Required action: In the passage on Claude Chabrol, what is named as the overriding theme of Les Bonnes Femmes?

CLAUDE CHABROL is often patronizingly set in a corner as the “commercial” French New Wave director, the one whose commitment to melodrama and thriller conventions led to popular success, but not the artistic heights of Godard, Truffaut, or Rivette. This glib assessment ignores how Chabrol’s professionalism was the coating one needed to make his bitter pills easy to swallow. No other New Wave films are as scathing in their satire as Chabrol’s. The aggressive originality of his fellow filmmakers announce them right away as artists, whereas Chabrol encourages people to think of him as entertaining, and rewards our patronage with vicious mockery of everything we hold near and dear.

Perhaps none of his films are as scabrous as 1960’s Les Bonnes Femmes, the director’s fourth feature. Chabrol’s formal clarity allows him the necessary distance from his subjects — four Parisian shopgirls — to sympathize with their plight, while still being mordantly precise about their fates. If the goals of these beautiful girls are love and success, the film’s overriding theme is humiliation.

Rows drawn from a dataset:
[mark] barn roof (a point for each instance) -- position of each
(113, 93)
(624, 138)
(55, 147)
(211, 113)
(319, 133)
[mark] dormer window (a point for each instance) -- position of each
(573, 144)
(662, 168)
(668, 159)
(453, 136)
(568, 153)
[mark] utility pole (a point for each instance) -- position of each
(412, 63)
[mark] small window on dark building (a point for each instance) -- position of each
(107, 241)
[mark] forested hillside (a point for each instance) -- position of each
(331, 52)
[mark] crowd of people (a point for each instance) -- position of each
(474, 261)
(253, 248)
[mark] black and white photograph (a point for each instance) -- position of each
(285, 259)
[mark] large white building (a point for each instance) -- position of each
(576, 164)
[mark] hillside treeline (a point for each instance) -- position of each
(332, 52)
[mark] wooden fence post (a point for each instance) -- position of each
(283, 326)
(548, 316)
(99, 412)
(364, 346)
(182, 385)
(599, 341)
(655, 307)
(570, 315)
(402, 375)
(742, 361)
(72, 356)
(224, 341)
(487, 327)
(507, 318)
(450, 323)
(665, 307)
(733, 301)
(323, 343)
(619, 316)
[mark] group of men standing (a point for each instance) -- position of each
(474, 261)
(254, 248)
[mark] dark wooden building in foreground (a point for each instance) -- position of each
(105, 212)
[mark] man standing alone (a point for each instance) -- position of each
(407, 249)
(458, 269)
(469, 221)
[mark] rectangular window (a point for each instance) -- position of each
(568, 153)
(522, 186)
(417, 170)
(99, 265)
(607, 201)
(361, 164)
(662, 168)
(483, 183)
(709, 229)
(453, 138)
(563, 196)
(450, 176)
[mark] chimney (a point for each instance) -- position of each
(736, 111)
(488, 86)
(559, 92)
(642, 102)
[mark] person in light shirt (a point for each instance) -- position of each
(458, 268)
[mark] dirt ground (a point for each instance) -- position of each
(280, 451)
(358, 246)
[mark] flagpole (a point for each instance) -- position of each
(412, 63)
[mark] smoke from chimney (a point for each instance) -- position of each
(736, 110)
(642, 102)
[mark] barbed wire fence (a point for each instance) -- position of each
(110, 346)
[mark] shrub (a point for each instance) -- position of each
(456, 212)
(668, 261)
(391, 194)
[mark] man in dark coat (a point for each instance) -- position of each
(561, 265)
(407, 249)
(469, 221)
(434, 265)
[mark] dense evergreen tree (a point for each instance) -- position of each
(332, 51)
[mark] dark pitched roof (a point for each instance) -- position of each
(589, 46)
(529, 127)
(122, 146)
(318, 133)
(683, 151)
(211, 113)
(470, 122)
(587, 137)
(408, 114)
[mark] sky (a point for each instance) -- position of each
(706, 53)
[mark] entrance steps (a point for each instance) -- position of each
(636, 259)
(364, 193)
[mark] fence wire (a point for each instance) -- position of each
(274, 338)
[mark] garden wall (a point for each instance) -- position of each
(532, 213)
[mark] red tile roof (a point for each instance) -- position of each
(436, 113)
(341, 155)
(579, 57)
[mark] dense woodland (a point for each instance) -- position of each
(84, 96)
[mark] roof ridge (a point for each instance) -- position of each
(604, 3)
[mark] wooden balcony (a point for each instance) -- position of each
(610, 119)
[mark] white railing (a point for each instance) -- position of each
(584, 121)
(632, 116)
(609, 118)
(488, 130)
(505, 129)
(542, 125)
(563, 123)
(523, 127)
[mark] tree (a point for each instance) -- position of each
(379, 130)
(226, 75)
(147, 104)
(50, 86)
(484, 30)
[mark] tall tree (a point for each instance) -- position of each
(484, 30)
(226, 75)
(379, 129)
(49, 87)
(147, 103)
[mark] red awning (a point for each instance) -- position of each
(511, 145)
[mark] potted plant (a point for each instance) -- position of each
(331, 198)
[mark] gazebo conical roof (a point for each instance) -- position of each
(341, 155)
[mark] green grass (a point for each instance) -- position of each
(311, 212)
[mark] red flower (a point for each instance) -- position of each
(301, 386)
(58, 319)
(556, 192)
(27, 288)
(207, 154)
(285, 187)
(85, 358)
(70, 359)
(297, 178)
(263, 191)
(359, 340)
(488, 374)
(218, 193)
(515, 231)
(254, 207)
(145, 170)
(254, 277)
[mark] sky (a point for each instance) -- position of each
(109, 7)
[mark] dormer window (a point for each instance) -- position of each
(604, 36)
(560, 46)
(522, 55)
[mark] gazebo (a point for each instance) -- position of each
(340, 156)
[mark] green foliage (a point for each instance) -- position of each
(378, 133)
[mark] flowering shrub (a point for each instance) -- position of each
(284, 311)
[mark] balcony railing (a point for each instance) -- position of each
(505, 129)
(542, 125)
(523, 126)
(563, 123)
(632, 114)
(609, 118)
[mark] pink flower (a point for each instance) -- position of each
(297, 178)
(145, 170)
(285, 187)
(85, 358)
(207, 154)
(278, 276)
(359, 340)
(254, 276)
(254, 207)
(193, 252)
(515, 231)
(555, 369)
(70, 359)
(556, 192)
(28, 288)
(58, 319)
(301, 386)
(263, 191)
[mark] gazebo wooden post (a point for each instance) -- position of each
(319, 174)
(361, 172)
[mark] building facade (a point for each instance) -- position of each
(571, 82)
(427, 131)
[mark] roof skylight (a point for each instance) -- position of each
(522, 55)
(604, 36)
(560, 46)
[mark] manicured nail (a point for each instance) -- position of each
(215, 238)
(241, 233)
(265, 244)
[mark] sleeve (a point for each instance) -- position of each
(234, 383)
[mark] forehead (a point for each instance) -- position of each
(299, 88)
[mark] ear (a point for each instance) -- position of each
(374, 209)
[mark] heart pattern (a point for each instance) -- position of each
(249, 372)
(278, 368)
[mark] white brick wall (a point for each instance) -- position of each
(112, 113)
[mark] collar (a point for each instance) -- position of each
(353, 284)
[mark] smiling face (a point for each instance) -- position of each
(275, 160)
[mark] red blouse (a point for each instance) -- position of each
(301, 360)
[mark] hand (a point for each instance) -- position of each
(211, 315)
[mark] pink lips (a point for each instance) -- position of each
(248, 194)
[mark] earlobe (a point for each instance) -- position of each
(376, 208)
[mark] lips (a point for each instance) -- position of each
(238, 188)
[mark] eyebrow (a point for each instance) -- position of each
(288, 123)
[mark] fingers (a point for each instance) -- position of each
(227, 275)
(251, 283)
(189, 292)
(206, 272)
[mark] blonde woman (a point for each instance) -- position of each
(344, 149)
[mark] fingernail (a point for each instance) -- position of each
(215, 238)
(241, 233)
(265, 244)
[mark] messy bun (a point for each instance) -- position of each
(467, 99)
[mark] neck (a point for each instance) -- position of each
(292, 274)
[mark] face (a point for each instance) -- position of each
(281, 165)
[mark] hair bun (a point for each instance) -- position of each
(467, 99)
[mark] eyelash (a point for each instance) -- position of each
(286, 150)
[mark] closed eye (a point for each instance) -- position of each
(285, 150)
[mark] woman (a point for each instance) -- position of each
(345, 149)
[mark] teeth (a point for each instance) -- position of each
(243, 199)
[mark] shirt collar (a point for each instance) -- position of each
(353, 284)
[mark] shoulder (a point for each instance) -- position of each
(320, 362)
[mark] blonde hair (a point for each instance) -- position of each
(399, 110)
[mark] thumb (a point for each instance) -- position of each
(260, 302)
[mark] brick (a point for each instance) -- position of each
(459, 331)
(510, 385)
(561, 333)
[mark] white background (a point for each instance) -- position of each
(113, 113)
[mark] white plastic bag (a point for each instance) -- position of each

Exercise output: Humiliation.